Problem requirements: In every one of the records below, change "trace the outline" to "draw the boundary" and reproduce the records with no other edits.

════════════════

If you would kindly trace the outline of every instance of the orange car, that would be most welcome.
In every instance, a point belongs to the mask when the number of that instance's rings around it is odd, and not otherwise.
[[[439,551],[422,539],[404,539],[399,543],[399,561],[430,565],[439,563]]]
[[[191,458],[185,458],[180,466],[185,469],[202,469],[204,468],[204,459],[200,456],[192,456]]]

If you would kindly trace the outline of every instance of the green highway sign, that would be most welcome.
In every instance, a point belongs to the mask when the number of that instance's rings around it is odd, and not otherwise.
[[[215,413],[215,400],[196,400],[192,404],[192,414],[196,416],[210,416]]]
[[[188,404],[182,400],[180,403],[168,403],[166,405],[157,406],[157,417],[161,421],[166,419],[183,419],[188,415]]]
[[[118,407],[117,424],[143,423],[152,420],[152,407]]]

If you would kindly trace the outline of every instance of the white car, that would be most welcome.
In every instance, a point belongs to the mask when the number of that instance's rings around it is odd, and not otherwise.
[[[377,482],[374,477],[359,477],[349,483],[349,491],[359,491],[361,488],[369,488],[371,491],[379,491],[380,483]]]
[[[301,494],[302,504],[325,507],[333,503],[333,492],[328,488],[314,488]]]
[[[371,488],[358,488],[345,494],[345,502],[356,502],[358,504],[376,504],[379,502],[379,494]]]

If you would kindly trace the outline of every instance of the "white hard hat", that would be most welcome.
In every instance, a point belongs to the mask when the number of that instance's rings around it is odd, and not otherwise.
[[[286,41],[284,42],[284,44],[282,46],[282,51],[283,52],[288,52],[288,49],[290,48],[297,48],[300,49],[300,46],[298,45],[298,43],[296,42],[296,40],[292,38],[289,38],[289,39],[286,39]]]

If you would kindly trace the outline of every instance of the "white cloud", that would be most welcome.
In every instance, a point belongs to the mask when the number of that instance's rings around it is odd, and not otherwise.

════════════════

Result of the task:
If you would kindly draw the boundary of every instance of the orange car, that would be most welcome.
In every instance, a point belongs to the mask when the number of that instance's rings around it is odd, and not otherwise.
[[[439,551],[422,539],[404,539],[399,543],[399,561],[430,565],[439,563]]]
[[[191,458],[185,458],[180,466],[185,469],[202,469],[204,468],[204,459],[200,456],[192,456]]]

If you would kindly draw the boundary of every instance of the green highway sign, that would be most welcome.
In every instance, a point belongs to the mask when the number of that instance's rings around it is odd, and not otherwise.
[[[215,413],[215,400],[196,400],[192,404],[192,414],[196,416],[210,416]]]
[[[188,404],[182,400],[180,403],[168,403],[166,405],[157,406],[157,417],[161,421],[166,419],[183,419],[188,415]]]
[[[118,407],[117,424],[143,423],[152,420],[152,407]]]

If you would kindly draw the boundary of every instance of the white car, that would be most welcome.
In every instance, a point belongs to the mask when the number of that instance's rings around it is odd, and not otherwise.
[[[377,482],[374,477],[359,477],[349,483],[349,491],[359,491],[361,488],[369,488],[371,491],[379,491],[380,483]]]
[[[301,494],[302,504],[325,507],[333,503],[333,492],[328,488],[314,488]]]
[[[371,488],[358,488],[345,494],[345,502],[356,502],[358,504],[376,504],[379,502],[379,494]]]

If you would kindly draw the boundary of every instance of the "white hard hat", that would be most welcome.
In every instance, a point belongs to the mask when the number of that instance's rings around it is odd, and not otherwise.
[[[286,41],[284,42],[284,44],[282,46],[282,51],[283,52],[288,52],[288,49],[290,48],[297,48],[300,49],[300,46],[298,45],[298,43],[296,42],[296,40],[292,38],[289,38],[289,39],[286,39]]]

If you would kindly draw the boundary of every instance of the "white cloud", that would be most welcome.
In every instance, a point belongs to the mask when the number of that instance's rings around it is odd, and not otherwise.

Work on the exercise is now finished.